- _Work task_: What is needed is an exact copy of the entries below, from the line that contains "point per instance: blue jeans" through the final line, both included, and nothing else.
*** Supplied records Section Begins ***
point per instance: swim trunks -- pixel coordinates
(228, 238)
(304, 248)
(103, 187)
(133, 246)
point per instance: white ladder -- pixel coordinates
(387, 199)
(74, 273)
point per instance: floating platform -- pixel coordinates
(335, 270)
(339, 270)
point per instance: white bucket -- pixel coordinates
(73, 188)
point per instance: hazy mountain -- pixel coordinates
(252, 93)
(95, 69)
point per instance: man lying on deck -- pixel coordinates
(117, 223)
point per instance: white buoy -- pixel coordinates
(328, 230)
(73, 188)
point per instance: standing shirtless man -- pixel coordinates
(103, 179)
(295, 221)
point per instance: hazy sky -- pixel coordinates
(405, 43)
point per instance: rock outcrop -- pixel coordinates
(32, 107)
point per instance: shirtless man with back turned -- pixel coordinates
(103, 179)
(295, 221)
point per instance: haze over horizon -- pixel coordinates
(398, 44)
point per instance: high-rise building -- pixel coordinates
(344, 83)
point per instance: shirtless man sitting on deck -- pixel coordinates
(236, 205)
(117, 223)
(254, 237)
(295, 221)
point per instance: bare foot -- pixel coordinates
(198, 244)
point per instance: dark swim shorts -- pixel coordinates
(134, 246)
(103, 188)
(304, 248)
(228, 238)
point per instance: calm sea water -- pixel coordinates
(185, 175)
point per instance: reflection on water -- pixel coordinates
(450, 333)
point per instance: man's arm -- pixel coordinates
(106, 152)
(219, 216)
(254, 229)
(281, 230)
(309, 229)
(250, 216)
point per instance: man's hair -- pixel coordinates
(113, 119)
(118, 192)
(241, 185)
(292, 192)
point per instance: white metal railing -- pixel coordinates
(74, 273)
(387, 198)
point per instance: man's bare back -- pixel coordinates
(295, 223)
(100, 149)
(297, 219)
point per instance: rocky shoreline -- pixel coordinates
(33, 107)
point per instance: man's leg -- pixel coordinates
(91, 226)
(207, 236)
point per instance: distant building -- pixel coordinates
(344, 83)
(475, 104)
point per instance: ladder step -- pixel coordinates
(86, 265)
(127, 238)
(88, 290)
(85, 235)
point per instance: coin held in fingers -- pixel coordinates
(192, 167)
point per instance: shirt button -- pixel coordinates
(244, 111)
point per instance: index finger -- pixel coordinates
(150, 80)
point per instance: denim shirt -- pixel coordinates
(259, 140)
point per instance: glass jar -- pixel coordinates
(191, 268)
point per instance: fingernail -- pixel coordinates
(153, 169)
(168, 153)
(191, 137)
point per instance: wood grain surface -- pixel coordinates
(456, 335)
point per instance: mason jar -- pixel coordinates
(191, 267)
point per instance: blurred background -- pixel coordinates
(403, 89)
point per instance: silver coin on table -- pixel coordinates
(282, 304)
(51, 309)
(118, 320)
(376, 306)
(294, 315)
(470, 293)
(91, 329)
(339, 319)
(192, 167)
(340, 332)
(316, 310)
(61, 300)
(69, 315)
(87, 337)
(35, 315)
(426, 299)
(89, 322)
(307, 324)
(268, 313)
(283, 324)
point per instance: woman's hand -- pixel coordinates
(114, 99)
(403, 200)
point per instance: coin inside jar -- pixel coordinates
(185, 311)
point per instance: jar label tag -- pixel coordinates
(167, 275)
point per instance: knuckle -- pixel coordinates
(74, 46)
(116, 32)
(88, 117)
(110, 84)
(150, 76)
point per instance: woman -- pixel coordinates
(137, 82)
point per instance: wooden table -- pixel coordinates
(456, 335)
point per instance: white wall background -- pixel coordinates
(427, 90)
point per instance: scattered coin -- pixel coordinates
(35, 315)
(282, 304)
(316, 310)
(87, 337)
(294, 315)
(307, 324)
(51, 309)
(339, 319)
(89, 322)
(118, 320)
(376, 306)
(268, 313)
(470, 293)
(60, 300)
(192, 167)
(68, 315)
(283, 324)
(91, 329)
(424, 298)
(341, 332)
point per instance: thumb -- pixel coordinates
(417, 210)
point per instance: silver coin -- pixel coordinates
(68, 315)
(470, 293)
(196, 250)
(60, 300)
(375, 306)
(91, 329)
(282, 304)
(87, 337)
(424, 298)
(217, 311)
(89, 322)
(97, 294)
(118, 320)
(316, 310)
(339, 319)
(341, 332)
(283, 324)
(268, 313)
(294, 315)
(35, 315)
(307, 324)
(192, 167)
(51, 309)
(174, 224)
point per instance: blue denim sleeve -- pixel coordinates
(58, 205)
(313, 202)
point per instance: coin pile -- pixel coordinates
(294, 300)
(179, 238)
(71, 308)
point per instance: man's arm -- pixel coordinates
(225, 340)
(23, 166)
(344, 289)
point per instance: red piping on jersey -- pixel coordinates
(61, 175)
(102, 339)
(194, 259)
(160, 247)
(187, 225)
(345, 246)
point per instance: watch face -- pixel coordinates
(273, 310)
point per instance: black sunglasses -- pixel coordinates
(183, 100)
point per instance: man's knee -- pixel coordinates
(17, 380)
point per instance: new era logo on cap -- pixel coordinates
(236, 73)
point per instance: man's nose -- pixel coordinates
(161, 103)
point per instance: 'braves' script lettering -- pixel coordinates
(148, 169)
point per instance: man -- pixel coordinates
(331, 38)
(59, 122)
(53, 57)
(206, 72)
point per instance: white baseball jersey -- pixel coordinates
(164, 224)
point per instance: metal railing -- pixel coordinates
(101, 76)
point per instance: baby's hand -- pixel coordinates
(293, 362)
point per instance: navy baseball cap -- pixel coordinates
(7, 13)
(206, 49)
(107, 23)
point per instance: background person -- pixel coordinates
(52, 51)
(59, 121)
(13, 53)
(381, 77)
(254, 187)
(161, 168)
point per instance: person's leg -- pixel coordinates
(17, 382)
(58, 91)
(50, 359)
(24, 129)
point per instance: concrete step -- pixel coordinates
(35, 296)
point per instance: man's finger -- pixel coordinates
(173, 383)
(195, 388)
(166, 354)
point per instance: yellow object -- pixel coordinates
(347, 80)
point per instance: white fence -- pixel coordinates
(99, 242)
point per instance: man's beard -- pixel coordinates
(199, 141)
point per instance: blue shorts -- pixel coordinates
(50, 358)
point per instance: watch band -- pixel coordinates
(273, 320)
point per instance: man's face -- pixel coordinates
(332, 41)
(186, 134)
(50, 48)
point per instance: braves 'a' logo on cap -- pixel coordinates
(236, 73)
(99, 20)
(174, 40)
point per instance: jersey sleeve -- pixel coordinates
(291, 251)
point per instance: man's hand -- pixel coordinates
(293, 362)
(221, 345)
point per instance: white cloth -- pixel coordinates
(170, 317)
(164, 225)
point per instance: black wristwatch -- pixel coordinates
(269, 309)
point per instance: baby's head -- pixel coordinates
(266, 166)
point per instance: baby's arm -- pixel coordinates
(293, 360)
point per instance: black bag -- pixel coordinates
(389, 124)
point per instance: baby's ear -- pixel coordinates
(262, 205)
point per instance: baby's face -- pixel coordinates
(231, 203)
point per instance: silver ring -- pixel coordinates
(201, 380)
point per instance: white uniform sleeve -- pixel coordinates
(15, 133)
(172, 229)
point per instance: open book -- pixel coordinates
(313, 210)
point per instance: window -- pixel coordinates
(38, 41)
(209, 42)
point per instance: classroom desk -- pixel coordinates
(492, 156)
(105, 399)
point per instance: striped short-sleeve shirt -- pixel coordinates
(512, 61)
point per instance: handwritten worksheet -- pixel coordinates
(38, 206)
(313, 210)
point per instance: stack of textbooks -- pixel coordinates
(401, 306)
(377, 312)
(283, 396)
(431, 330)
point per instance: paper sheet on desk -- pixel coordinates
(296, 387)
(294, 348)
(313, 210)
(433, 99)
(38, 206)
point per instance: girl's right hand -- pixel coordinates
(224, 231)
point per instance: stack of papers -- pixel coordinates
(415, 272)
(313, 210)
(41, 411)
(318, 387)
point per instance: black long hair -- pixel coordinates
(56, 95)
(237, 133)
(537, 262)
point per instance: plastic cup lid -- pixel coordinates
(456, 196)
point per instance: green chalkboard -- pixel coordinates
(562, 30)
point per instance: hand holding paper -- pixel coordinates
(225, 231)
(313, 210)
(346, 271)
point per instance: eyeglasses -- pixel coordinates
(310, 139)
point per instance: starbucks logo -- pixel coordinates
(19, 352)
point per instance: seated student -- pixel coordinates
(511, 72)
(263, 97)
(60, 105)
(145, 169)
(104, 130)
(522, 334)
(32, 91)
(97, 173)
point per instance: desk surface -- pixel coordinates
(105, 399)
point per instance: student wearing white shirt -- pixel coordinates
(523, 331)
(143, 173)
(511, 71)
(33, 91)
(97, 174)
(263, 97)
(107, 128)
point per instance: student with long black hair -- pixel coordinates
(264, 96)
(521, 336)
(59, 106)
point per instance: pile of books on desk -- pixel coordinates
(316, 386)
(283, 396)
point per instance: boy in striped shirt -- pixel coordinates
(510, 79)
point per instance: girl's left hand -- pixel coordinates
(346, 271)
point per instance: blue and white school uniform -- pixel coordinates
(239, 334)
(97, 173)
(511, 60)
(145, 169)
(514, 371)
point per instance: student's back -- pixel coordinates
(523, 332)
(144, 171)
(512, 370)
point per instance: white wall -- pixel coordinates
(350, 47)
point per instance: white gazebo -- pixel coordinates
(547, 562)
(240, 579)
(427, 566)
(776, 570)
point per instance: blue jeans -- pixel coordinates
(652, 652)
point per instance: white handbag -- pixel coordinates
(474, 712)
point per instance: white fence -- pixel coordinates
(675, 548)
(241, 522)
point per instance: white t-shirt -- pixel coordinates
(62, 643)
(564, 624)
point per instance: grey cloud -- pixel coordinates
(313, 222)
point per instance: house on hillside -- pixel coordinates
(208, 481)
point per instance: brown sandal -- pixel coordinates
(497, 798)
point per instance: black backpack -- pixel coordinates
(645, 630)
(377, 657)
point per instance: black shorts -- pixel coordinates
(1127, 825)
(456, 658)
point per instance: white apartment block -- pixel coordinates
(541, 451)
*** Supplied records Section Ends ***
- _Answer section_:
point per instance: blue jeans -- pixel coordinates
(652, 652)
point per instance: white handbag -- pixel coordinates
(474, 712)
point per instance: white fence -- pixel coordinates
(675, 548)
(241, 522)
point per instance: white t-shirt -- pixel coordinates
(62, 643)
(564, 624)
point per instance: grey cloud -- pixel coordinates
(313, 222)
point per instance: house on hillside -- pixel coordinates
(208, 481)
point per instance: brown sandal -- pixel coordinates
(497, 798)
point per instance: black backpack -- pixel coordinates
(645, 630)
(377, 657)
point per instance: black shorts -- pixel coordinates
(1127, 825)
(456, 658)
point per instance: white apartment block -- pixel coordinates
(541, 451)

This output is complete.